# EXERCISE DETAILS:
State how many lines of the listing below contain the string "vest", counting only matches in the same letter case, and give only that number.

═══

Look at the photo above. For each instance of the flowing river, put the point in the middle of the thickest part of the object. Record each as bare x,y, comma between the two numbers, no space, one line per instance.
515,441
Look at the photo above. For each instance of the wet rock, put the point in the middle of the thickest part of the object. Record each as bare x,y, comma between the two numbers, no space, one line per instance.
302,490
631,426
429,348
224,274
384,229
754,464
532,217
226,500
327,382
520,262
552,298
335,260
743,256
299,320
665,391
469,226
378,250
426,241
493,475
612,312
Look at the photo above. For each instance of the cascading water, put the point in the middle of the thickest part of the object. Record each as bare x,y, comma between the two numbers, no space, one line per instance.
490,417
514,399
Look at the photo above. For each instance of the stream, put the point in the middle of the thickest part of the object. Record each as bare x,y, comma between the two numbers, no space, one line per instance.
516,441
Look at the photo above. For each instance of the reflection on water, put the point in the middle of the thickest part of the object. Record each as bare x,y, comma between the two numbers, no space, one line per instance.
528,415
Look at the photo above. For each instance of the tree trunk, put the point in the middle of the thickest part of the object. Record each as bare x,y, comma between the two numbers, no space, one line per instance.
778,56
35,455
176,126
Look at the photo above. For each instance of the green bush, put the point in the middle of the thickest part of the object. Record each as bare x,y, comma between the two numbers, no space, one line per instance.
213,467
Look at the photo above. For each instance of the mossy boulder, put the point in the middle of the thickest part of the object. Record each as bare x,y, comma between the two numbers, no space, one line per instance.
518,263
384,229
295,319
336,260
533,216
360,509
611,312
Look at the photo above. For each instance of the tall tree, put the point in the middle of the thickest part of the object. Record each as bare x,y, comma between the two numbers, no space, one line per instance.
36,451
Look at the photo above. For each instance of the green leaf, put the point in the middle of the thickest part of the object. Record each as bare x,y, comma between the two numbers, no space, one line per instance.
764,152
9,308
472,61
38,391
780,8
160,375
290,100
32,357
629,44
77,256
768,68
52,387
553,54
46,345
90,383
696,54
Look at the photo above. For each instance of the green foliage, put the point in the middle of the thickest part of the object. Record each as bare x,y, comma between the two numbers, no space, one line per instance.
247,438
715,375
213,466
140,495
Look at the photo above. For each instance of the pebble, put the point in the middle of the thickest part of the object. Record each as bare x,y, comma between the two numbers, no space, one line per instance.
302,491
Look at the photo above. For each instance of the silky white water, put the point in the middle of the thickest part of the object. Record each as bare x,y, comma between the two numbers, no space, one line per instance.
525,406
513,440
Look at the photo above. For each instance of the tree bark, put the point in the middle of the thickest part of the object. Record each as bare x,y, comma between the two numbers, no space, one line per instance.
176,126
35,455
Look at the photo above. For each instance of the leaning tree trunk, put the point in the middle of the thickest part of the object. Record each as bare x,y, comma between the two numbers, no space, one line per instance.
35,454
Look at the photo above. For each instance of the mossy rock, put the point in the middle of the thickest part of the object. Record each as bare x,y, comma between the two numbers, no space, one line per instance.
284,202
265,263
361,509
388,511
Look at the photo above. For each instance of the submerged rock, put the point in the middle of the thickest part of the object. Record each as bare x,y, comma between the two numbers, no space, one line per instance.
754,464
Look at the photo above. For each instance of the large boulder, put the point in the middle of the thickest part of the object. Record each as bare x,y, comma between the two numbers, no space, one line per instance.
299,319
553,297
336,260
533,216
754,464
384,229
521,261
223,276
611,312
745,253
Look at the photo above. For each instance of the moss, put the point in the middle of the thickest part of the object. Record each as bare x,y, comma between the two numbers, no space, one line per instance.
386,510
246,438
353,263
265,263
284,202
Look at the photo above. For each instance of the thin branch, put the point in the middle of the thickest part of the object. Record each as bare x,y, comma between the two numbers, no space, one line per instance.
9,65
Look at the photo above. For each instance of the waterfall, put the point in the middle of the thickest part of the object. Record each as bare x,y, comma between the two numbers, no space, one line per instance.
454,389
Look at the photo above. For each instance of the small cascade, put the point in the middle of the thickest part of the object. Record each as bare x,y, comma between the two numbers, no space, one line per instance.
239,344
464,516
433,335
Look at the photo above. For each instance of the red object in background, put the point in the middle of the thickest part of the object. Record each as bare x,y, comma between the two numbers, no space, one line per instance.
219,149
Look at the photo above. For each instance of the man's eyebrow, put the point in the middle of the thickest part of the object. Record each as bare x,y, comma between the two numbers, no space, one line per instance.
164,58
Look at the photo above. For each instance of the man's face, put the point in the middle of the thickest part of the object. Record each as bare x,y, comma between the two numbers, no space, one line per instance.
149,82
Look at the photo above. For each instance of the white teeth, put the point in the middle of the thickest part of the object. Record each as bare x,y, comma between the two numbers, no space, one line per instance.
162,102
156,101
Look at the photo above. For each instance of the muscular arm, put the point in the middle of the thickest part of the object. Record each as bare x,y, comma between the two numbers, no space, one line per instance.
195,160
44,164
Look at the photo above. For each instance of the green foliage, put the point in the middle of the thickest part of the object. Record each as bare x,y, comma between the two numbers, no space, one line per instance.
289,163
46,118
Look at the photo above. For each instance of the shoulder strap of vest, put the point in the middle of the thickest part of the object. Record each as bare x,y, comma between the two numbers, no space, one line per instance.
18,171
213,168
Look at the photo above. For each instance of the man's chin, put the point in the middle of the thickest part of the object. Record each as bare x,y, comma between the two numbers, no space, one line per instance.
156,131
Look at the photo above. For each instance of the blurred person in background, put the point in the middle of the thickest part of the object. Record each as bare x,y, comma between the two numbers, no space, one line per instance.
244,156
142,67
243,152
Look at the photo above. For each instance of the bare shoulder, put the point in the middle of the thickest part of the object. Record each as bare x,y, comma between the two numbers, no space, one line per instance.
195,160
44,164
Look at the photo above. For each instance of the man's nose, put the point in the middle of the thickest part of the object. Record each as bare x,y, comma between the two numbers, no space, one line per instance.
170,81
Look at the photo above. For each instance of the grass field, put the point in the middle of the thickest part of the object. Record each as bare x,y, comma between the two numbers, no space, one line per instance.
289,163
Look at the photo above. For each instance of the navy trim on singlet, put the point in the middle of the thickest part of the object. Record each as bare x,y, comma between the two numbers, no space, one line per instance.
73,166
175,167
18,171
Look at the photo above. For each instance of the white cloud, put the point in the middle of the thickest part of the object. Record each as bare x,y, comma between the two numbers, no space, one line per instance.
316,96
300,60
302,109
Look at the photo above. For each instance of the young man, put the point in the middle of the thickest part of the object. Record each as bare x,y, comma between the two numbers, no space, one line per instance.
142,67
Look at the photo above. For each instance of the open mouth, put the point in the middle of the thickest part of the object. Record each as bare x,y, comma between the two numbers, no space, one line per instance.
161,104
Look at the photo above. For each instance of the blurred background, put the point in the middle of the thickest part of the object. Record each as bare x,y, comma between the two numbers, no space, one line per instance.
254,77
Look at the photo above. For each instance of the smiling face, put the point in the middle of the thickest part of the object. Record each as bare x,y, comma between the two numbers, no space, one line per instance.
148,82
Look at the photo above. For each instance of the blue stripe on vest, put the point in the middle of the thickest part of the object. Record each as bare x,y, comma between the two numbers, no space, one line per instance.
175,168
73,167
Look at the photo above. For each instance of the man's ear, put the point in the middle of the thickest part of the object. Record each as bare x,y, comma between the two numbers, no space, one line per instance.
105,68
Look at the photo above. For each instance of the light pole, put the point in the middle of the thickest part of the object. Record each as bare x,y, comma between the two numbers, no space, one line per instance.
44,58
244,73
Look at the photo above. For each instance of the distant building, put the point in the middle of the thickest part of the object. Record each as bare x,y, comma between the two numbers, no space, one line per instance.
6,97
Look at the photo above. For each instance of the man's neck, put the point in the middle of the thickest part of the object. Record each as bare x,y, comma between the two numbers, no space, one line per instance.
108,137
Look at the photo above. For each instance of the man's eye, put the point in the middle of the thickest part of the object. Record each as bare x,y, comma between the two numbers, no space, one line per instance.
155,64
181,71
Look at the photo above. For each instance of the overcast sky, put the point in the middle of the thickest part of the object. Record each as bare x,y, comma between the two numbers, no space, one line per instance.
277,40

═══

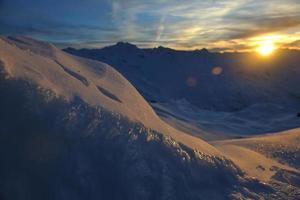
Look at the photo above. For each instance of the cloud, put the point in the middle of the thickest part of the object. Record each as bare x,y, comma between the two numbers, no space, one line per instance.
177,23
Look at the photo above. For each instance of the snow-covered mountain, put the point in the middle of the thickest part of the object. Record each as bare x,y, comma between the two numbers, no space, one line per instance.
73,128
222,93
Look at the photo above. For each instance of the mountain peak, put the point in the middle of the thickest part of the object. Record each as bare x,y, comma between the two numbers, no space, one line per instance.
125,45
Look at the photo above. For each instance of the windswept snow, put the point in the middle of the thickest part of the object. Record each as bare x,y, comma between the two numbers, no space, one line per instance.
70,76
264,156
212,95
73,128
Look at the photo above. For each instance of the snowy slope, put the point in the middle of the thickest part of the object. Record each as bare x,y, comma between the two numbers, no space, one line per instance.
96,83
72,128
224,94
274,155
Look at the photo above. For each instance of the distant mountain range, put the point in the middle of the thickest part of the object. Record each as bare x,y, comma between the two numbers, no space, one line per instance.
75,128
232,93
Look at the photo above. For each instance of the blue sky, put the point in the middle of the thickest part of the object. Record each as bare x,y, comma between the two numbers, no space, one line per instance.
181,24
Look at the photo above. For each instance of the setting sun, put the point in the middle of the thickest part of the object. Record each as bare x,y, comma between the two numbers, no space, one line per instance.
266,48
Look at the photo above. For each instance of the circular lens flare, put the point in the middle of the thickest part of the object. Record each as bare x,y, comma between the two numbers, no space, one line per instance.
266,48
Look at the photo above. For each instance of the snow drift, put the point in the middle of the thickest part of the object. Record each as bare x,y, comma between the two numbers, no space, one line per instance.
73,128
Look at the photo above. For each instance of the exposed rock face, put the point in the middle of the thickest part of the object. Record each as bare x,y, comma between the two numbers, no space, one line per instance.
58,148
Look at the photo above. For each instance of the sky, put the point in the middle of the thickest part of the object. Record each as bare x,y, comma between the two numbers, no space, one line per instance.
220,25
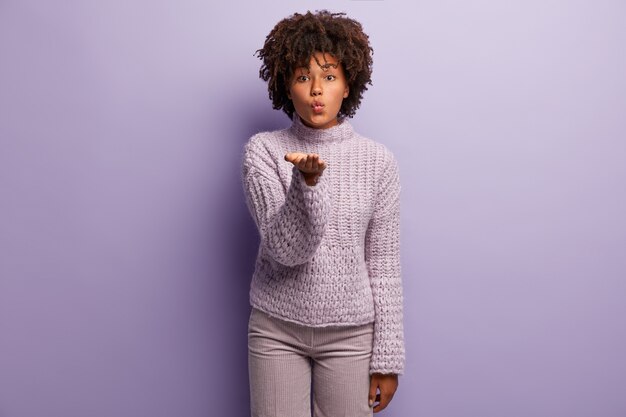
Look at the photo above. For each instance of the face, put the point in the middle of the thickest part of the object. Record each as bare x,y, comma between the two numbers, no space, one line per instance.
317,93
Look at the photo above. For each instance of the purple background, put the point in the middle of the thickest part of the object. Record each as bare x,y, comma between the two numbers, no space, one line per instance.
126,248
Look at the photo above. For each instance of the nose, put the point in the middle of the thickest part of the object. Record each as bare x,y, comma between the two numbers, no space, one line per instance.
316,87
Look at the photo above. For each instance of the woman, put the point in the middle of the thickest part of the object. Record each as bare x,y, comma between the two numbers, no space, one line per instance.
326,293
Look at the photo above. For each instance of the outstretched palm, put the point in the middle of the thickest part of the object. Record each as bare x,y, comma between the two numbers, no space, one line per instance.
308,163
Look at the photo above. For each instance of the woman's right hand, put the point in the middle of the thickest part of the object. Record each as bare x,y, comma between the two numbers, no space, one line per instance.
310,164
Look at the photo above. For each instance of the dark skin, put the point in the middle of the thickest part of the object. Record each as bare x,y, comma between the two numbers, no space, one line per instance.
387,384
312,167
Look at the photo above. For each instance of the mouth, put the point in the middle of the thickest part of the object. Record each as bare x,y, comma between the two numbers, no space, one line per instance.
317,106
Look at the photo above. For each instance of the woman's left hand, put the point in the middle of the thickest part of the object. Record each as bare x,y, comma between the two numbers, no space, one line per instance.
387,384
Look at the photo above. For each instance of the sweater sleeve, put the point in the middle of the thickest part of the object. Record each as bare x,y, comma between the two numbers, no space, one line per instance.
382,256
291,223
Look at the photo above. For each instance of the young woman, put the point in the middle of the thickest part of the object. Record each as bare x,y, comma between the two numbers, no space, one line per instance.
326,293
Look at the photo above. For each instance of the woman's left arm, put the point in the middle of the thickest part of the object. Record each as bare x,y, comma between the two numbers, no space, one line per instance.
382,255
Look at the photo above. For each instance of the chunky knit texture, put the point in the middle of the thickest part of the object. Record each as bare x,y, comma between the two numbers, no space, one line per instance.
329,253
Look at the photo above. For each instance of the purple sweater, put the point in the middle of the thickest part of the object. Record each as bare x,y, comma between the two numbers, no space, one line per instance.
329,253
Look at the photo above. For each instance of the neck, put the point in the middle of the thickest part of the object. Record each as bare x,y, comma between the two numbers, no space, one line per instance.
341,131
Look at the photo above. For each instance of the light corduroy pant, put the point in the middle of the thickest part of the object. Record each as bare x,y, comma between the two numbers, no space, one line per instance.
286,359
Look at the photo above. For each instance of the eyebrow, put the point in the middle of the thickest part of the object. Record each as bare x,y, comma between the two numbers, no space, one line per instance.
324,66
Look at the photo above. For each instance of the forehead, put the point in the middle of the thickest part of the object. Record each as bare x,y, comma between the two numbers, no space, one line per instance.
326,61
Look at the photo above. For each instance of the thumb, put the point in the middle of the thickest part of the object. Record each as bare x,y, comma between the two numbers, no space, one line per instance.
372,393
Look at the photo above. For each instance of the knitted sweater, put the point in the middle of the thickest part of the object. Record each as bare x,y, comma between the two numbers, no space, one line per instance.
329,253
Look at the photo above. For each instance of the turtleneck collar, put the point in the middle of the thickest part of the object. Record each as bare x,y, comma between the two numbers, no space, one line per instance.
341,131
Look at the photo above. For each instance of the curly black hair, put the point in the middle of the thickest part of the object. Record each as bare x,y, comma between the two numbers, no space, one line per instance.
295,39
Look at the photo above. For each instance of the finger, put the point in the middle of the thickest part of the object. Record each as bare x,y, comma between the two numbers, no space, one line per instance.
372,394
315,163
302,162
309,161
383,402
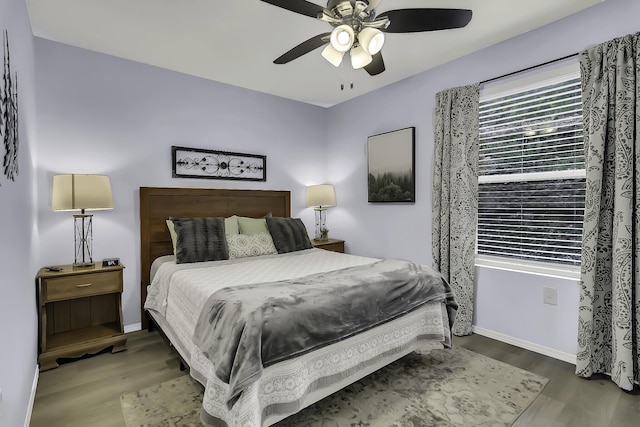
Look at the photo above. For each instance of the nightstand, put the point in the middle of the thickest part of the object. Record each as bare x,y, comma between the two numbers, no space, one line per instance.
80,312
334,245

═══

# EXPECTED OUTPUT:
2